▶ [TASK DESCRIPTION] Render all of the data below as a JSON list of strings, one string per line, with blank lines left out. Leave the pictures out of the list.

---

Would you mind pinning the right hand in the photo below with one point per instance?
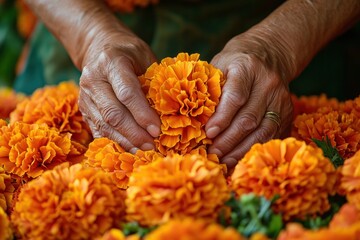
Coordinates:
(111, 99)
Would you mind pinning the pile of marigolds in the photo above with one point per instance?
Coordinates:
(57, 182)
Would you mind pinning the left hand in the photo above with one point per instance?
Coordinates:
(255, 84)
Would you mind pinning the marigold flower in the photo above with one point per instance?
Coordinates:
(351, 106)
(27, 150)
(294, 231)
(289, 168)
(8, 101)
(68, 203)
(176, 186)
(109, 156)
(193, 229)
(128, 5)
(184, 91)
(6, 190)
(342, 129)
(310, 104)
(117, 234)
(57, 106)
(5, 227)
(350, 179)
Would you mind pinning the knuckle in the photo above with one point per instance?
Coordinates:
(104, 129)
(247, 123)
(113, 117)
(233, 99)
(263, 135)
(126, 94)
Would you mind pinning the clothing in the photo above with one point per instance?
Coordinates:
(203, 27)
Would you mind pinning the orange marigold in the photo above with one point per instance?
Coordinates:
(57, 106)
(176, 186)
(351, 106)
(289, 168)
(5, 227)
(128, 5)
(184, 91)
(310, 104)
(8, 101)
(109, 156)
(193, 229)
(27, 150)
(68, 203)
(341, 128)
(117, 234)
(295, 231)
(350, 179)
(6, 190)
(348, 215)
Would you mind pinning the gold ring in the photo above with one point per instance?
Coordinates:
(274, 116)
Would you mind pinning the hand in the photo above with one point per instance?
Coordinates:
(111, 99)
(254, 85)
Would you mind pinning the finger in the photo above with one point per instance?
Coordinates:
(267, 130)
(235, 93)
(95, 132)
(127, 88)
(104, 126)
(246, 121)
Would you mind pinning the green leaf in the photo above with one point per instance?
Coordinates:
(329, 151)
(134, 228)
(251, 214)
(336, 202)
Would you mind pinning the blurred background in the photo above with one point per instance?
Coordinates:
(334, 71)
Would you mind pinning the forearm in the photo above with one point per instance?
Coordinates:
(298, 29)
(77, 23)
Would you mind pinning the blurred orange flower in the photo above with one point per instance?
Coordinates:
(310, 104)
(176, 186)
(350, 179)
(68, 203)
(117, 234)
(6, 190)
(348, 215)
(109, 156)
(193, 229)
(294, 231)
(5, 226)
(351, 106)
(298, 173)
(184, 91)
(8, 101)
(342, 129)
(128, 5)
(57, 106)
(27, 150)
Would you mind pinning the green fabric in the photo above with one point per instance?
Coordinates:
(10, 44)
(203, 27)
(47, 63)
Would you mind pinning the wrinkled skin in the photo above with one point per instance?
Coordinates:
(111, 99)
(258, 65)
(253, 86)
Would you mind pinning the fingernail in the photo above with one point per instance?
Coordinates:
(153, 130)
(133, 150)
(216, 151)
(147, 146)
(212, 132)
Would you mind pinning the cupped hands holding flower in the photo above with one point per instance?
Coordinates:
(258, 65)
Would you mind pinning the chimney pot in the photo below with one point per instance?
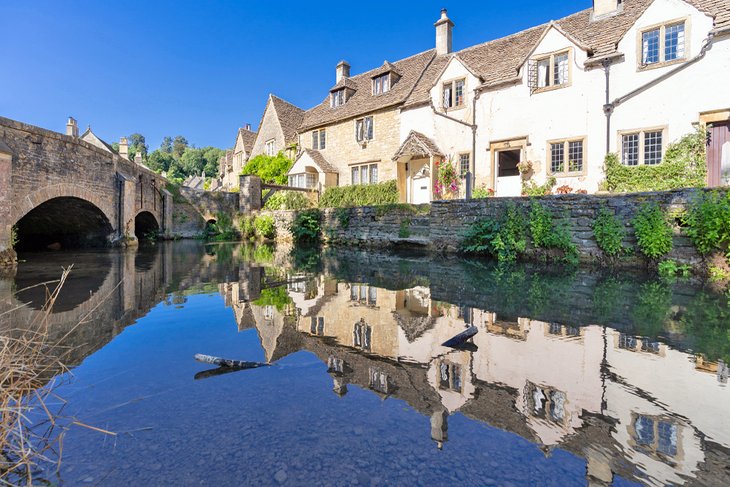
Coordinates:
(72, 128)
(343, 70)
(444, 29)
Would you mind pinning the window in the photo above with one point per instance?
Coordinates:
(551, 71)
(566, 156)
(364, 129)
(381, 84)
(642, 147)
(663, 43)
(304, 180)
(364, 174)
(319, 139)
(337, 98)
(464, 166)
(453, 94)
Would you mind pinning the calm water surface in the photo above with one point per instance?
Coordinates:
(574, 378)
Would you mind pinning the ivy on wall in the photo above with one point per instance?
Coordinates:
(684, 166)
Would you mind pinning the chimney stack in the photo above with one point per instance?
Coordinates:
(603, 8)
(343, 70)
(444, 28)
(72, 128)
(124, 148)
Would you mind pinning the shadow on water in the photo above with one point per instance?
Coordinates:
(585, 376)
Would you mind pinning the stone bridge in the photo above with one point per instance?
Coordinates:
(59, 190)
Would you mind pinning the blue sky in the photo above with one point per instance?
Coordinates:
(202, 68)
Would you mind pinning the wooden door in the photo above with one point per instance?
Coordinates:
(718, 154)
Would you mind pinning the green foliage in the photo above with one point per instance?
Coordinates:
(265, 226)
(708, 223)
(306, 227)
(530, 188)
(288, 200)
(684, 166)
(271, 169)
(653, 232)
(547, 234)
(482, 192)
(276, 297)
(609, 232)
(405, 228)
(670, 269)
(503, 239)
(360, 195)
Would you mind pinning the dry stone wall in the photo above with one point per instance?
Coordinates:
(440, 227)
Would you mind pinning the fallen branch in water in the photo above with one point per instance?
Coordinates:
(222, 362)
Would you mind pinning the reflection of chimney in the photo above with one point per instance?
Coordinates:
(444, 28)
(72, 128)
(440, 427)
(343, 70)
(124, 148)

---

▶ [ANSWER TO THE TASK]
[
  "Would you mind pinning the right hand in the photo below with one point per instance?",
  "Coordinates:",
  "(111, 99)",
  "Would you mind pinning the pile of marigolds in the photo above with one point per instance?",
  "Coordinates:",
  "(57, 182)",
  "Would you mind pinning the left hand in the photo above with one point per instance?",
  "Coordinates:",
  "(255, 84)",
  "Would you mind pinning the marigold flower in the photo above with one point per instance?",
  "Coordinates:",
  "(351, 106)",
  "(27, 150)",
  "(294, 231)",
  "(289, 168)",
  "(8, 101)",
  "(68, 203)",
  "(176, 186)",
  "(109, 156)",
  "(193, 229)",
  "(128, 5)",
  "(184, 91)",
  "(6, 190)",
  "(342, 129)",
  "(310, 104)",
  "(117, 234)",
  "(57, 106)",
  "(5, 227)",
  "(350, 179)",
  "Would you mind pinning the knuckle in the photo above with one point per instance?",
  "Coordinates:",
  "(104, 129)",
  "(247, 123)",
  "(113, 117)",
  "(233, 99)",
  "(263, 135)",
  "(126, 94)",
  "Would you mind pinning the clothing in the photo above with one point per instance?",
  "Coordinates:",
  "(203, 27)",
  "Would you mind pinning the orange marigold in the photo above with one point per instance?",
  "Coordinates:",
  "(57, 106)",
  "(176, 186)",
  "(351, 106)",
  "(289, 168)",
  "(5, 227)",
  "(128, 5)",
  "(184, 91)",
  "(310, 104)",
  "(8, 101)",
  "(109, 156)",
  "(193, 229)",
  "(27, 150)",
  "(68, 203)",
  "(341, 128)",
  "(117, 234)",
  "(295, 231)",
  "(350, 179)",
  "(6, 190)",
  "(348, 215)",
  "Would you mind pinning the gold ring in the photo above with one point per instance?",
  "Coordinates:",
  "(274, 116)",
  "Would you mind pinning the hand in the photo above with one point per instance?",
  "Coordinates:",
  "(111, 99)",
  "(254, 85)",
  "Would you mind pinning the finger in the photo above with one point per instance?",
  "Coordinates:",
  "(267, 130)",
  "(235, 93)",
  "(95, 132)",
  "(127, 88)",
  "(104, 126)",
  "(246, 121)",
  "Would you mind pinning the green leaf in the photo above with one point per instance?",
  "Coordinates:",
  "(329, 151)",
  "(134, 228)",
  "(251, 214)",
  "(336, 202)",
  "Would you mind pinning the blurred background in the photo above with one point per instance?",
  "Coordinates:",
  "(334, 71)",
  "Would you mind pinning the forearm in the photo above with one point per instance?",
  "Coordinates:",
  "(298, 29)",
  "(77, 23)",
  "Would you mind pinning the blurred orange flower in the photo above with one point per instance?",
  "Coordinates:",
  "(310, 104)",
  "(176, 186)",
  "(350, 179)",
  "(68, 203)",
  "(117, 234)",
  "(6, 190)",
  "(348, 215)",
  "(109, 156)",
  "(193, 229)",
  "(294, 231)",
  "(5, 226)",
  "(351, 106)",
  "(298, 173)",
  "(184, 91)",
  "(8, 101)",
  "(342, 129)",
  "(128, 5)",
  "(57, 106)",
  "(27, 150)",
  "Would you mind pinning the green fabric in the photo above with one point per instance?",
  "Coordinates:",
  "(10, 44)",
  "(203, 27)",
  "(47, 63)",
  "Would you mind pinning the wrinkled skin in the photo above with one point per instance?",
  "Coordinates:",
  "(111, 99)",
  "(258, 65)",
  "(253, 86)",
  "Would you mind pinning the fingernail in the photo above with one point per instance?",
  "Coordinates:",
  "(153, 130)",
  "(133, 150)",
  "(216, 151)",
  "(147, 146)",
  "(212, 132)",
  "Would you mind pinning the cupped hands holding flower in the photo above with one point per instance?",
  "Coordinates:",
  "(258, 65)",
  "Would you mind pinning the chimney pot in the photo below with one point per instance?",
  "Coordinates:",
  "(72, 128)",
  "(343, 70)",
  "(444, 29)",
  "Would you mind pinning the window in the photo above with one point per instance?",
  "Coordinates:",
  "(551, 71)",
  "(566, 156)",
  "(364, 129)",
  "(381, 84)",
  "(642, 147)",
  "(663, 43)",
  "(304, 180)",
  "(364, 174)",
  "(319, 139)",
  "(337, 98)",
  "(464, 166)",
  "(453, 94)",
  "Would you mind pinning the calm water surface in the photo above with one point per instance?",
  "Coordinates:",
  "(574, 378)",
  "Would you mind pinning the ivy on wall in the photo above with one point per instance?",
  "Coordinates:",
  "(684, 166)",
  "Would you mind pinning the chimney stack in the photo above with one point per instance?",
  "Coordinates:",
  "(603, 8)",
  "(343, 70)",
  "(444, 28)",
  "(72, 128)",
  "(124, 148)",
  "Would you mind pinning the shadow on water in the photo above with one point per instance?",
  "Coordinates:",
  "(585, 376)",
  "Would you mind pinning the stone bridge in the photo above with one point per instance?",
  "Coordinates:",
  "(59, 190)",
  "Would you mind pinning the blue sky in the photo above with one point per instance?",
  "Coordinates:",
  "(202, 68)",
  "Would you mind pinning the wooden door in the photo above with one point per instance?",
  "Coordinates:",
  "(718, 154)",
  "Would you mind pinning the green foliage in the photo above with one point per instance?",
  "Coordinates:",
  "(265, 226)",
  "(708, 223)",
  "(306, 227)",
  "(530, 188)",
  "(288, 200)",
  "(684, 166)",
  "(271, 169)",
  "(653, 232)",
  "(547, 234)",
  "(482, 192)",
  "(276, 297)",
  "(609, 232)",
  "(405, 228)",
  "(670, 269)",
  "(503, 239)",
  "(360, 195)",
  "Would you mind pinning the dry stone wall in the photo above with one point per instance?",
  "Coordinates:",
  "(440, 227)",
  "Would you mind pinning the fallen branch in water in the photo above with one point per instance?",
  "Coordinates:",
  "(222, 362)",
  "Would you mind pinning the reflection of chimney in the photo above with one point per instance?",
  "Coordinates:",
  "(444, 28)",
  "(72, 128)",
  "(440, 427)",
  "(343, 70)",
  "(124, 148)"
]